DOCUMENT:
1. Re: Why We Must Fight UCITA

On Thu, 3 Feb 2000 15:12:30 -0800, neksys <i.shoot at REDNECKS.COM> wrote:

>Kat wrote:
>
>>
>> Norton Utilities for dos (circa 1983?) has a NSA certified eraser (or it
>> *was* certified in it's day) for data on floppies and hardrives. NSA spec at
>> the time called for a spec'd number of writeovers of specified patterns. The
>> amount of time to execute went way up the higher one would set the security
>> required.
>>
>> Kat
>
>The NSA standard was (and still is) 7 writeovers of random data. 
>Unfortunately,
>nowadays, even after 7 writeovers, data can still be extracted.  I believe a
>private data recovery service proved that it would take in the range of 15
>writeovers of non-random data to leave no trace of previous things on the
>drive.

LIST OF TASKS:
1: Reproduce the passage of the message on disk data erasure from "On Thu, 3 Feb" to "of random data.".
2: In the message on disk data erasure, how many writeovers of random data does the NSA standard call for?

RECORD SET:
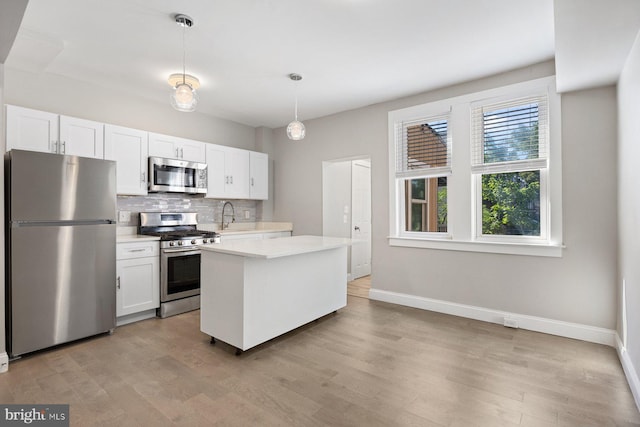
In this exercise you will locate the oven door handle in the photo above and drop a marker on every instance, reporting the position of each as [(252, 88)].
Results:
[(186, 250)]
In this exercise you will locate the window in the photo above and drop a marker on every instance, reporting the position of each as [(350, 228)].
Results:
[(426, 204), (423, 161), (479, 172), (509, 163)]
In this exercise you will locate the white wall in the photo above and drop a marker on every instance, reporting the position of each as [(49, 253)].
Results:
[(579, 287), (61, 95), (629, 208), (3, 347)]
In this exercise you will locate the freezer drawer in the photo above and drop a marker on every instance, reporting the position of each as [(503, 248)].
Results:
[(62, 284)]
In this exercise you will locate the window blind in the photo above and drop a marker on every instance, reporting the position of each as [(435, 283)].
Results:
[(511, 133), (422, 146)]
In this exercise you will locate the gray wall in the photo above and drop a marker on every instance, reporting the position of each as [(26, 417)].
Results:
[(579, 287), (629, 203), (3, 347)]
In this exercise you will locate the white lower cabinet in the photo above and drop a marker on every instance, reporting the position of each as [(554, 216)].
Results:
[(137, 281)]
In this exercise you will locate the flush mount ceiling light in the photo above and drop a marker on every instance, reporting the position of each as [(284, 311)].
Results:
[(296, 129), (184, 96)]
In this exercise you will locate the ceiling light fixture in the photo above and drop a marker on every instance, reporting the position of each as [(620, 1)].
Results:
[(296, 129), (184, 96)]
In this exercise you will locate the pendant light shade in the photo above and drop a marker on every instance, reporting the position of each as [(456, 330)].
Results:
[(296, 130), (184, 96)]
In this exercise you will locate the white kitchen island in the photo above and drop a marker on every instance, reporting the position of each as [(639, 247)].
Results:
[(255, 290)]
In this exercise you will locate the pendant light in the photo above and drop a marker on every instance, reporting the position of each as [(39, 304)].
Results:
[(296, 129), (184, 96)]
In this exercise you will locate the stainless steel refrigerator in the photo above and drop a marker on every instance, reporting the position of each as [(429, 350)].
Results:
[(61, 249)]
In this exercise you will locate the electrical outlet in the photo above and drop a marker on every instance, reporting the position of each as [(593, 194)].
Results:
[(510, 322), (124, 216)]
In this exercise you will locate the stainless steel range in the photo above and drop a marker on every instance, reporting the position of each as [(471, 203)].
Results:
[(180, 240)]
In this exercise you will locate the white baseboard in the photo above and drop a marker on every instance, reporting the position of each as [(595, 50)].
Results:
[(629, 370), (4, 362), (136, 317), (532, 323)]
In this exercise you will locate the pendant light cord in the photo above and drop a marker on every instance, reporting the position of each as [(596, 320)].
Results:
[(184, 52), (296, 102)]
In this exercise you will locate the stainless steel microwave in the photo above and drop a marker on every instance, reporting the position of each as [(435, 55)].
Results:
[(177, 176)]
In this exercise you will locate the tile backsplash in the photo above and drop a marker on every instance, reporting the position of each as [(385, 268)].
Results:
[(209, 210)]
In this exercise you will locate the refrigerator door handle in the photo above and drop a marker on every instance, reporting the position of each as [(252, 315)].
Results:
[(18, 224)]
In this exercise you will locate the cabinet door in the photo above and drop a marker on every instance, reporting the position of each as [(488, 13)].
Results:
[(215, 171), (138, 285), (79, 137), (172, 147), (31, 130), (236, 165), (193, 151), (128, 147), (258, 176), (163, 146)]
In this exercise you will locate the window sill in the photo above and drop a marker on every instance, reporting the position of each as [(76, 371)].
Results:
[(544, 250)]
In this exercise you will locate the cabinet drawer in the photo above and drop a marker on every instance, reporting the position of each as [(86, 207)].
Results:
[(137, 250)]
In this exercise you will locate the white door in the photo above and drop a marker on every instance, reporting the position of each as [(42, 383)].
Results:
[(79, 137), (128, 147), (361, 219), (31, 130)]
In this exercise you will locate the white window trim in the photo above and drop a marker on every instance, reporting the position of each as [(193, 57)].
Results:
[(462, 224)]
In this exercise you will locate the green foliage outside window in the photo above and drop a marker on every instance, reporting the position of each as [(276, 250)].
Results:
[(511, 203)]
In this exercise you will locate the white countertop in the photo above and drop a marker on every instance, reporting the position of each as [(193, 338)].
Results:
[(129, 238), (248, 227), (275, 248)]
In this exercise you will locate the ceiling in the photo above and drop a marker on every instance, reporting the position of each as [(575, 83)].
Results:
[(351, 53)]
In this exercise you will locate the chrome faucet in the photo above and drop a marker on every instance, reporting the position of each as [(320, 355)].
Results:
[(233, 214)]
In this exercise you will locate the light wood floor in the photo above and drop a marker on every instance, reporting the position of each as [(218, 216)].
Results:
[(370, 364), (359, 287)]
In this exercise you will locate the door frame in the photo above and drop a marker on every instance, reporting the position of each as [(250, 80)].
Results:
[(332, 215)]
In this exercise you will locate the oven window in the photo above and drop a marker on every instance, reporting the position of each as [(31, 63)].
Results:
[(183, 273), (173, 176)]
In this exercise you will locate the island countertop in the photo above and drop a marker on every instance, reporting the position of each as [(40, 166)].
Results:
[(279, 247)]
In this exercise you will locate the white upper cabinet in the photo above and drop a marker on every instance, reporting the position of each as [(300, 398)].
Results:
[(79, 137), (31, 130), (228, 172), (128, 147), (258, 176), (234, 173), (172, 147), (35, 130)]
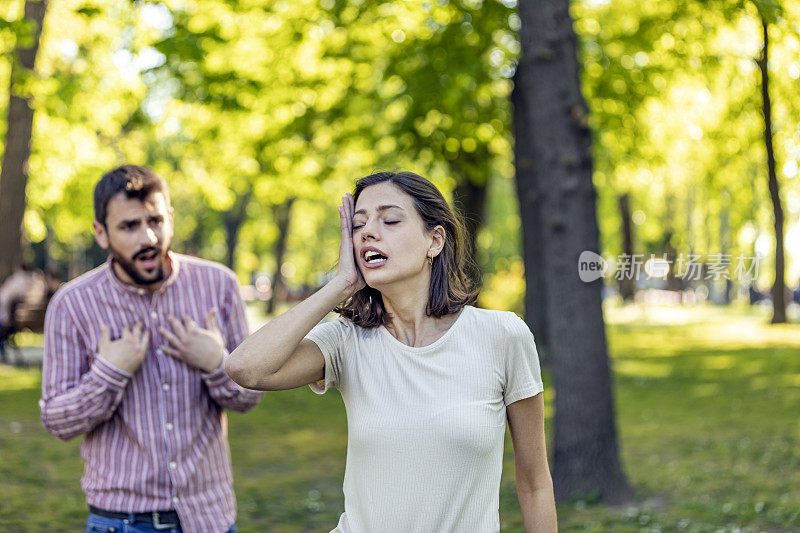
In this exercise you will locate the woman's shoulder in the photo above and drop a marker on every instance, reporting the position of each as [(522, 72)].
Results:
[(504, 323)]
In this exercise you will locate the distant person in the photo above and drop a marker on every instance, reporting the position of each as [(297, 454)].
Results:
[(133, 357), (25, 285), (428, 381)]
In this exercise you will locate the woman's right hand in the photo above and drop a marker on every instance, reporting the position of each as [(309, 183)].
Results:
[(348, 271)]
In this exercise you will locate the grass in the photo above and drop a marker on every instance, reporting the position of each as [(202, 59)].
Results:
[(706, 403)]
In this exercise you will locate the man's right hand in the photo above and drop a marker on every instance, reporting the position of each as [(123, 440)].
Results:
[(128, 351)]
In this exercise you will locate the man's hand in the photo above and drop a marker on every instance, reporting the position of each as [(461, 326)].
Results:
[(127, 352), (198, 347)]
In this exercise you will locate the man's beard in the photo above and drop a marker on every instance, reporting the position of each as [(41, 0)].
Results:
[(129, 265)]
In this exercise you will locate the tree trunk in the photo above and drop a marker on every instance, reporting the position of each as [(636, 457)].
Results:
[(530, 217), (627, 285), (586, 458), (282, 219), (233, 220), (14, 172), (779, 287)]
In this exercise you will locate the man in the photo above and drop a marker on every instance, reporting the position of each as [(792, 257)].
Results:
[(133, 359)]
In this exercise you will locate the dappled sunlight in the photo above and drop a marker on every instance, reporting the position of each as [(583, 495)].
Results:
[(634, 368)]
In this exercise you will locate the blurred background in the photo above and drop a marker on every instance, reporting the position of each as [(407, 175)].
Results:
[(261, 114)]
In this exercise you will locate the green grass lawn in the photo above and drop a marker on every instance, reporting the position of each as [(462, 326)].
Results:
[(707, 407)]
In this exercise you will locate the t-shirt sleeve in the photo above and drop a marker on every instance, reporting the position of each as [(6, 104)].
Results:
[(523, 374), (329, 337)]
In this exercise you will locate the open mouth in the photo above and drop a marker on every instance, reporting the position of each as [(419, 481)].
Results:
[(373, 258), (148, 259)]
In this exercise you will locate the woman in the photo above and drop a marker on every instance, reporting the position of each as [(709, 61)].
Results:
[(428, 380)]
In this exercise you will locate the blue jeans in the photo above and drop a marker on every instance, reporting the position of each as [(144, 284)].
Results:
[(101, 524)]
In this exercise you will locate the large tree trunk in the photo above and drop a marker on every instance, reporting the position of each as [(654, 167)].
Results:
[(14, 172), (586, 457), (627, 285), (530, 216), (283, 218), (779, 287)]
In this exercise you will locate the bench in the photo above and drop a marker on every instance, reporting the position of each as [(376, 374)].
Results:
[(24, 317)]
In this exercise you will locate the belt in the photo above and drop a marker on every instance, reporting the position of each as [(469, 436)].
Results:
[(159, 519)]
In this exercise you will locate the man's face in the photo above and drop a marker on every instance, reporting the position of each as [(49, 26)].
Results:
[(138, 234)]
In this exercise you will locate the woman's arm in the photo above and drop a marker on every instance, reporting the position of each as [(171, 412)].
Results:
[(276, 356), (534, 484)]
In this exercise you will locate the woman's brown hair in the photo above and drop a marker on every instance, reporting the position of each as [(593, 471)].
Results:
[(450, 288)]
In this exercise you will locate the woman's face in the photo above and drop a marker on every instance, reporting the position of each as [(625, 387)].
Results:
[(390, 241)]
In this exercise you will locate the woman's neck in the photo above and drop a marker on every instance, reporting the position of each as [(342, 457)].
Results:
[(408, 318)]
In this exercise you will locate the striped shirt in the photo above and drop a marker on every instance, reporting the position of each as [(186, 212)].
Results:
[(157, 439)]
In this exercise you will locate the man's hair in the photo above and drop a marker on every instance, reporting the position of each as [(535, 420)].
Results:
[(134, 180), (450, 287)]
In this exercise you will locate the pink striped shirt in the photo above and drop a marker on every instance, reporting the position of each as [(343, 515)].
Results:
[(155, 440)]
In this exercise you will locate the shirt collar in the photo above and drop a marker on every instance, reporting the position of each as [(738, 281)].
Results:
[(172, 257)]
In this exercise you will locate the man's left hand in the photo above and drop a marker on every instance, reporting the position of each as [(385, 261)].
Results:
[(198, 347)]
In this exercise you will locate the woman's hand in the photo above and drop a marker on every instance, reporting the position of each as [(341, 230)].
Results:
[(348, 271)]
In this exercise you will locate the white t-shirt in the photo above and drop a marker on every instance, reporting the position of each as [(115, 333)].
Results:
[(426, 425)]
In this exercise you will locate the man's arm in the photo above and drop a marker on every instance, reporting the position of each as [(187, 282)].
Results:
[(76, 396), (234, 329)]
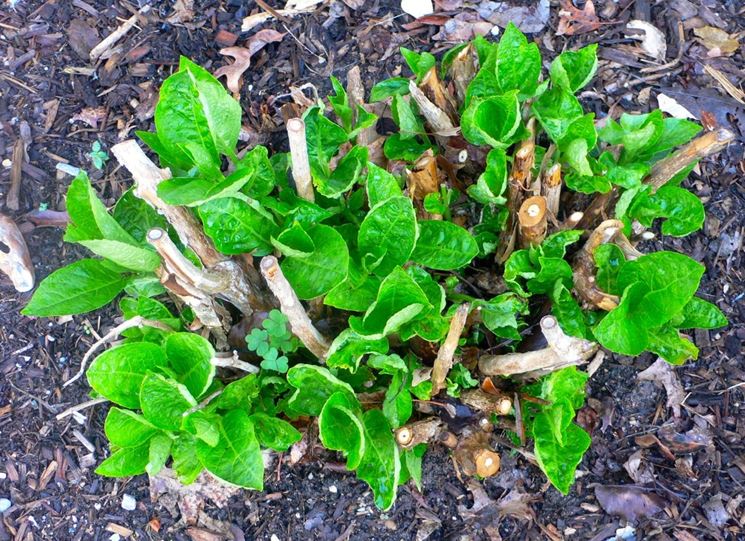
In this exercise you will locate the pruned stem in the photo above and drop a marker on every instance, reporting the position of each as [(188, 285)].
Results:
[(563, 350), (290, 305), (532, 218), (137, 321), (701, 147), (300, 161), (551, 189), (15, 260), (584, 266), (435, 117), (444, 361)]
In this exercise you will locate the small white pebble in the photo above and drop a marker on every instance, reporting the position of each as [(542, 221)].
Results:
[(129, 503)]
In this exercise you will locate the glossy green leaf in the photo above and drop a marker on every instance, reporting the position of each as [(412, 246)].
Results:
[(164, 401), (274, 433), (444, 245), (324, 269), (78, 288), (237, 227), (125, 428), (389, 233), (236, 459), (117, 373), (190, 357), (380, 466), (340, 427)]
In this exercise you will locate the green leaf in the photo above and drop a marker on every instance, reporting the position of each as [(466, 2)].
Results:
[(492, 121), (500, 314), (559, 462), (136, 216), (572, 70), (346, 174), (117, 373), (124, 254), (348, 348), (491, 184), (518, 62), (164, 401), (400, 299), (395, 86), (322, 270), (556, 110), (185, 462), (314, 385), (701, 314), (78, 288), (158, 453), (237, 227), (444, 245), (419, 63), (340, 427), (236, 459), (380, 466), (89, 218), (126, 462), (190, 357), (195, 108), (389, 233), (324, 138), (274, 433), (125, 428), (380, 185)]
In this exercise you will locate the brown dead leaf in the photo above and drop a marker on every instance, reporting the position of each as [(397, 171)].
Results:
[(574, 21), (629, 502), (242, 55), (662, 373), (717, 41)]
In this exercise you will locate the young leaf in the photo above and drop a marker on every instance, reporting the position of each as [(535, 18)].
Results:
[(126, 462), (274, 433), (189, 355), (195, 108), (444, 245), (340, 427), (236, 459), (313, 386), (117, 373), (78, 288), (492, 121), (237, 227), (389, 233), (322, 270), (380, 466), (572, 70), (125, 428), (164, 401)]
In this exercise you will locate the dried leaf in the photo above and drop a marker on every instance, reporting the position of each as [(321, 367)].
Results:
[(629, 502), (717, 41), (573, 21), (417, 8), (242, 55), (662, 373), (653, 42), (672, 107), (15, 260)]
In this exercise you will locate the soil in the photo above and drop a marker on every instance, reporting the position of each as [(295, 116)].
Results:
[(46, 465)]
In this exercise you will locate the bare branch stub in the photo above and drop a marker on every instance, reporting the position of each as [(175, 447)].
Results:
[(291, 307)]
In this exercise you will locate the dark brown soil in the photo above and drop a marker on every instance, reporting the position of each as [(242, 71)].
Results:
[(45, 464)]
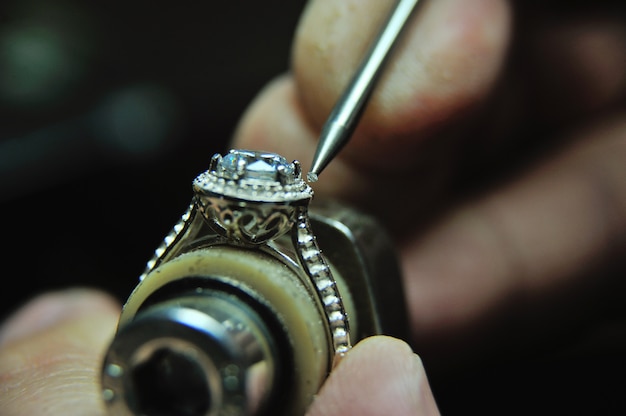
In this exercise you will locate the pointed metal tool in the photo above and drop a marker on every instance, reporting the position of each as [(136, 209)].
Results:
[(347, 111)]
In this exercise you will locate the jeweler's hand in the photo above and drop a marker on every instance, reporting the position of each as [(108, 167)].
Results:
[(52, 348), (494, 151)]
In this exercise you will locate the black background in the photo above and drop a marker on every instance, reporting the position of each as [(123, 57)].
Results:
[(83, 204)]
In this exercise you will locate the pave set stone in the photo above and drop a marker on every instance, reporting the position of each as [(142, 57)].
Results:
[(254, 176)]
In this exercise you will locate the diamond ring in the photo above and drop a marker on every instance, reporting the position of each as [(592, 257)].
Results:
[(255, 199)]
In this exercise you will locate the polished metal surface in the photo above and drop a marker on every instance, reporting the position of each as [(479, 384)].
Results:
[(346, 113)]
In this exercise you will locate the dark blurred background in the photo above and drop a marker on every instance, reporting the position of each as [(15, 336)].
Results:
[(108, 110)]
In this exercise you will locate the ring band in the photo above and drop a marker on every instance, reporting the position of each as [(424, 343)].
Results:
[(249, 198)]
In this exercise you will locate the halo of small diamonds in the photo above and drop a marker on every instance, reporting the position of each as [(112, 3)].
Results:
[(254, 176)]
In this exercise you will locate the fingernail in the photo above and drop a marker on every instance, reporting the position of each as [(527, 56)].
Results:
[(49, 309)]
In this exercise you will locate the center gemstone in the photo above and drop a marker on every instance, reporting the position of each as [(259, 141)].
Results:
[(247, 164)]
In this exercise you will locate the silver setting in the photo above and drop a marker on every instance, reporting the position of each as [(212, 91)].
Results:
[(251, 198)]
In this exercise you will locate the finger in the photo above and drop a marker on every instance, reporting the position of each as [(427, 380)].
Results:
[(379, 376), (529, 238), (50, 364), (445, 63)]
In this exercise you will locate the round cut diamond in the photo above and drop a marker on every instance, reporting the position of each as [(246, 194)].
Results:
[(253, 176), (247, 164)]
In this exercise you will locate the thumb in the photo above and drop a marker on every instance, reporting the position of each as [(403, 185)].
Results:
[(50, 353), (379, 376)]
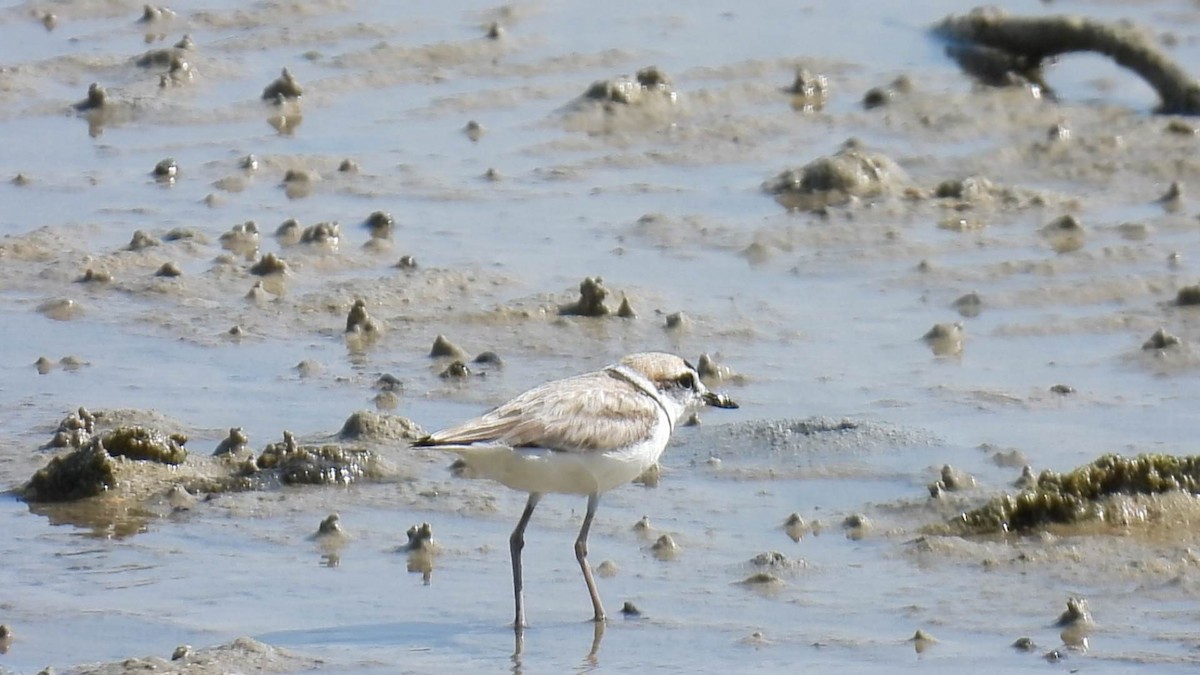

EXPECTED ANSWERS:
1:
On Thu, 3 Feb 2000 15:12:30 -0800, neksys <i.shoot at REDNECKS.COM> wrote:

>Kat wrote:
>
>>
>> Norton Utilities for dos (circa 1983?) has a NSA certified eraser (or it
>> *was* certified in it's day) for data on floppies and hardrives. NSA spec at
>> the time called for a spec'd number of writeovers of specified patterns. The
>> amount of time to execute went way up the higher one would set the security
>> required.
>>
>> Kat
>
>The NSA standard was (and still is) 7 writeovers of random data.

2: Seven writeovers of random data.